Locate each line in the items below that contains the word "road", and copy those lines out.

— START OF TASK MATERIAL —

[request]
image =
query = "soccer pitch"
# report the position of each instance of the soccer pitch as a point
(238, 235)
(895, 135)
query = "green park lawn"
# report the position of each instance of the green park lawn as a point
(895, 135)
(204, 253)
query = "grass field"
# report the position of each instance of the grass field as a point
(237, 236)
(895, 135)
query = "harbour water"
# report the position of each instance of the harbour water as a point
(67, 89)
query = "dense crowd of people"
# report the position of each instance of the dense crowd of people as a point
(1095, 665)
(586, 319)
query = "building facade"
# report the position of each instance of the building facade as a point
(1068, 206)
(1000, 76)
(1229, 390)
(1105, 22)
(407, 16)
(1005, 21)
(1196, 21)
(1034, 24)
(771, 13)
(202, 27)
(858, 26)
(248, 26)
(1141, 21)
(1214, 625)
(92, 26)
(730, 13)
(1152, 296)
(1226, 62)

— END OF TASK MATERIAL —
— START OF TASK MATERIAL —

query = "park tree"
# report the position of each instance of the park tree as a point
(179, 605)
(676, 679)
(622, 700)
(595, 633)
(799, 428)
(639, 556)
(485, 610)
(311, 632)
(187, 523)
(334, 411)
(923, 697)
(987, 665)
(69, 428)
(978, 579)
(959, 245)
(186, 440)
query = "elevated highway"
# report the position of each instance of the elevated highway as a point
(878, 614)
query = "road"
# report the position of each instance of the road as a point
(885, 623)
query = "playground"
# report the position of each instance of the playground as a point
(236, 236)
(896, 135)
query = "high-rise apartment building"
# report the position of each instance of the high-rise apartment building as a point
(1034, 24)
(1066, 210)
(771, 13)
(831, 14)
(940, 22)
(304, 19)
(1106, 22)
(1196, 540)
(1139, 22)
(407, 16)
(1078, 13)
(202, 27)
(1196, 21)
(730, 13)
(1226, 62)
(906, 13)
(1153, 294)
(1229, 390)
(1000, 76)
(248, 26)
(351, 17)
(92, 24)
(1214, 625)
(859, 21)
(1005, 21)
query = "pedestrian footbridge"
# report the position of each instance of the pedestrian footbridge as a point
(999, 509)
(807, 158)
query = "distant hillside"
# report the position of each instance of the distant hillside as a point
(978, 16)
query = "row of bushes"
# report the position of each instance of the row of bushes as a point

— END OF TASK MATERIAL —

→ COMPLETED TASK:
query = "road"
# report the position of each instance of the road as a point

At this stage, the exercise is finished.